[Stored data]
__________________________________________________

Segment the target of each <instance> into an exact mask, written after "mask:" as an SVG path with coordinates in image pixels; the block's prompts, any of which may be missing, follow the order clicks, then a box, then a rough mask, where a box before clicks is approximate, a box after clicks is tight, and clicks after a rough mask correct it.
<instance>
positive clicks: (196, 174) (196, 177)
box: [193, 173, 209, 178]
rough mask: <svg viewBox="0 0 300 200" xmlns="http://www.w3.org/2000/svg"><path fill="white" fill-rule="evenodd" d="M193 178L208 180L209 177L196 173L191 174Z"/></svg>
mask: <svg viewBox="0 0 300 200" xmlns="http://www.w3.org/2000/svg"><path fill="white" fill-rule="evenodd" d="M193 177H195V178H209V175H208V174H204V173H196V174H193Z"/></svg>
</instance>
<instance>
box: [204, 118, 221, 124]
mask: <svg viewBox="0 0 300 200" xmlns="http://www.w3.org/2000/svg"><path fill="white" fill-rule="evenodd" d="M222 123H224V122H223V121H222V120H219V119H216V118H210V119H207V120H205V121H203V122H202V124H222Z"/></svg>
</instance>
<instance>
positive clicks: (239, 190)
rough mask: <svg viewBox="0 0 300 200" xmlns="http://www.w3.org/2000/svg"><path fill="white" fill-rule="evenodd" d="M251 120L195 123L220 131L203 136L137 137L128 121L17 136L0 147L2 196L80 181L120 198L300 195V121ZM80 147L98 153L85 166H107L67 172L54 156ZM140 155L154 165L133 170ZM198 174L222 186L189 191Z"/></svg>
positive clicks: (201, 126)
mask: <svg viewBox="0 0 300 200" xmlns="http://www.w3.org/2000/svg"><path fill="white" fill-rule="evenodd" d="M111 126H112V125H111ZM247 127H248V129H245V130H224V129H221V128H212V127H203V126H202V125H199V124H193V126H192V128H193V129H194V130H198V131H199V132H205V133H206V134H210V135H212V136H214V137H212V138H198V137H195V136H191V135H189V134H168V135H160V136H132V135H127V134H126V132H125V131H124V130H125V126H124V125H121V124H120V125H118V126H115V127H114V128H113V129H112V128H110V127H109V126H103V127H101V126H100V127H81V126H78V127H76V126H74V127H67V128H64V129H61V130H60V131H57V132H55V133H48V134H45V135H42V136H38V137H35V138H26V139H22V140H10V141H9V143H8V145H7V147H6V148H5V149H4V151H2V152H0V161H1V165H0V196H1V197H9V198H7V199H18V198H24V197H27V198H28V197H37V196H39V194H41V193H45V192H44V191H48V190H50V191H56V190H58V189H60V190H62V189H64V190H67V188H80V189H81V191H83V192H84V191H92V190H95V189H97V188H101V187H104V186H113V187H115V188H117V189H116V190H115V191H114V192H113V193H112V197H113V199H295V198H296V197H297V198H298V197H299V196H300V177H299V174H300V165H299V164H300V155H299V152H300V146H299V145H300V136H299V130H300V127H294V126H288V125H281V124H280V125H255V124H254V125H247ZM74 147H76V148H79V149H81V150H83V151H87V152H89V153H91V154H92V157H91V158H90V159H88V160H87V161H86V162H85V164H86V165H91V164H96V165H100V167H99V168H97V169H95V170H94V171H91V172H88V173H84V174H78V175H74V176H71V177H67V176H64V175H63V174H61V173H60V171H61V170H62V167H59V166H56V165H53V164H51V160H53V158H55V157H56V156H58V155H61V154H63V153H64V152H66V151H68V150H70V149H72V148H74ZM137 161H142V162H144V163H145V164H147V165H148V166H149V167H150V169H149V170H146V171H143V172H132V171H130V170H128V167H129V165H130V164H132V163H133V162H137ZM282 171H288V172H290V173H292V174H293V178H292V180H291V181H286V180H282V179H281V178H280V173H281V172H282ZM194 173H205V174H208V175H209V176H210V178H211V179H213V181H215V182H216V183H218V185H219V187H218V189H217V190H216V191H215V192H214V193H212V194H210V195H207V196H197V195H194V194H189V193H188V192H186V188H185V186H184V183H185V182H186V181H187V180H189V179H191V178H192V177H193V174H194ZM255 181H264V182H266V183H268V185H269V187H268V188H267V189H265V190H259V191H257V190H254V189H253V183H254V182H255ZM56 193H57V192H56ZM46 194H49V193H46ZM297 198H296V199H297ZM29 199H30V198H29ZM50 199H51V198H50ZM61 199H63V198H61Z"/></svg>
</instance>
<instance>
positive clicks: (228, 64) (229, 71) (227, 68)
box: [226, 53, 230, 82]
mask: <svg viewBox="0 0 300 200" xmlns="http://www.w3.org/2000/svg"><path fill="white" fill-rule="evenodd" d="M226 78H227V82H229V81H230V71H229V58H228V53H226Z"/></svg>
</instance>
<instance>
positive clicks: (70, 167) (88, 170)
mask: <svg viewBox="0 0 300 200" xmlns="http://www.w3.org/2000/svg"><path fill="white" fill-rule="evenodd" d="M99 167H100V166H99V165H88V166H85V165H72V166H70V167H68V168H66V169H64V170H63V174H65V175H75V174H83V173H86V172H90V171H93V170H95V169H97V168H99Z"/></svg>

__________________________________________________

A word-for-word restatement of the data above is required.

▶ Solution for this exercise
Segment the target of each <instance> into an exact mask, written after "mask:" as an SVG path with coordinates in image pixels; the block's prompts, any of which may be missing, follow the order clicks, then a box, then a rough mask, where a box before clicks is approximate, a box after clicks is tight, and clicks after a rough mask correct it.
<instance>
positive clicks: (196, 174) (196, 177)
box: [193, 173, 209, 178]
rough mask: <svg viewBox="0 0 300 200" xmlns="http://www.w3.org/2000/svg"><path fill="white" fill-rule="evenodd" d="M193 178L208 180L209 177L196 173L191 174Z"/></svg>
mask: <svg viewBox="0 0 300 200" xmlns="http://www.w3.org/2000/svg"><path fill="white" fill-rule="evenodd" d="M193 177H195V178H209V175H208V174H204V173H196V174H193Z"/></svg>
</instance>
<instance>
box: [204, 118, 221, 124]
mask: <svg viewBox="0 0 300 200" xmlns="http://www.w3.org/2000/svg"><path fill="white" fill-rule="evenodd" d="M222 123H224V122H223V121H222V120H219V119H216V118H210V119H207V120H205V121H203V122H202V124H222Z"/></svg>
</instance>
<instance>
positive clicks: (239, 190)
rough mask: <svg viewBox="0 0 300 200" xmlns="http://www.w3.org/2000/svg"><path fill="white" fill-rule="evenodd" d="M251 120L195 123L220 131L203 136L137 137L128 121L17 136L0 147L2 196L80 181L120 198L300 195V121ZM80 147L98 153L85 166H107L67 172L54 156ZM140 155L154 165L133 170ZM198 174L222 186L189 191Z"/></svg>
positive clicks: (201, 126)
mask: <svg viewBox="0 0 300 200" xmlns="http://www.w3.org/2000/svg"><path fill="white" fill-rule="evenodd" d="M111 126H112V125H111ZM247 127H248V129H245V130H224V129H221V128H212V127H203V126H202V125H199V124H193V126H192V128H193V129H194V130H198V131H199V132H205V133H206V134H210V135H212V136H214V137H212V138H198V137H195V136H191V135H189V134H168V135H160V136H132V135H127V134H126V132H125V131H124V130H125V126H124V125H121V124H120V125H118V126H115V127H114V128H113V129H112V128H110V127H109V126H103V127H101V126H100V127H81V126H78V127H76V126H74V127H67V128H64V129H61V130H60V131H57V132H55V133H48V134H45V135H42V136H38V137H35V138H26V139H22V140H10V141H9V143H8V145H7V147H6V148H5V149H4V151H2V152H0V161H1V165H0V196H1V197H9V198H7V199H18V198H24V197H27V198H28V197H37V196H39V194H41V193H45V192H44V191H48V190H50V191H56V190H58V189H60V190H62V189H64V190H67V188H80V189H81V191H83V192H84V191H92V190H95V189H97V188H101V187H104V186H113V187H115V188H117V189H116V190H115V191H114V192H113V193H112V197H113V199H295V198H296V197H297V198H298V197H299V196H300V177H299V174H300V165H299V164H300V155H299V152H300V146H299V145H300V136H299V130H300V127H294V126H288V125H281V124H280V125H255V124H254V125H247ZM74 147H76V148H79V149H81V150H83V151H87V152H89V153H91V154H92V157H91V158H90V159H88V160H87V161H86V162H85V164H86V165H91V164H96V165H100V167H99V168H97V169H95V170H94V171H91V172H88V173H84V174H78V175H74V176H71V177H67V176H64V175H63V174H61V173H60V171H61V170H62V167H59V166H56V165H53V164H51V160H53V158H55V157H56V156H58V155H61V154H63V153H64V152H66V151H68V150H70V149H72V148H74ZM137 161H142V162H144V163H145V164H147V165H148V166H149V167H150V169H149V170H146V171H143V172H132V171H130V170H128V167H129V165H130V164H132V163H133V162H137ZM282 171H288V172H290V173H292V174H293V178H292V180H291V181H286V180H282V179H281V178H280V173H281V172H282ZM194 173H205V174H208V175H209V176H210V178H211V179H213V181H215V182H216V183H218V185H219V187H218V189H217V190H216V191H215V192H214V193H212V194H210V195H207V196H197V195H194V194H189V193H188V192H186V188H185V186H184V183H185V182H186V181H187V180H189V179H191V178H192V177H193V174H194ZM255 181H264V182H266V183H268V185H269V187H268V188H267V189H265V190H259V191H257V190H254V189H253V183H254V182H255ZM56 193H57V192H56ZM46 194H49V193H46ZM297 198H296V199H297ZM29 199H30V198H29ZM50 199H51V198H50ZM61 199H63V198H61Z"/></svg>
</instance>
<instance>
positive clicks: (228, 64) (229, 71) (227, 68)
box: [226, 53, 230, 82]
mask: <svg viewBox="0 0 300 200" xmlns="http://www.w3.org/2000/svg"><path fill="white" fill-rule="evenodd" d="M226 78H227V82H229V81H230V71H229V58H228V53H226Z"/></svg>
</instance>
<instance>
positive clicks: (70, 167) (88, 170)
mask: <svg viewBox="0 0 300 200" xmlns="http://www.w3.org/2000/svg"><path fill="white" fill-rule="evenodd" d="M99 167H100V166H99V165H88V166H85V165H72V166H70V167H68V168H66V169H64V170H63V174H65V175H75V174H83V173H86V172H90V171H93V170H95V169H97V168H99Z"/></svg>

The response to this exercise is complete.